YOUR ASSIGNMENT: Below is a set of entries; give all of them again exactly.

(Stored data entries)
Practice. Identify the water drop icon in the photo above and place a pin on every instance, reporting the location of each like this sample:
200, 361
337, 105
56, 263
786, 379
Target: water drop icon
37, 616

WRITTEN RESPONSE:
Practice. Identify the water drop icon in the photo above and place a pin on every instance, reporting the location of each like this sample:
200, 361
337, 105
56, 263
786, 379
Target: water drop icon
37, 616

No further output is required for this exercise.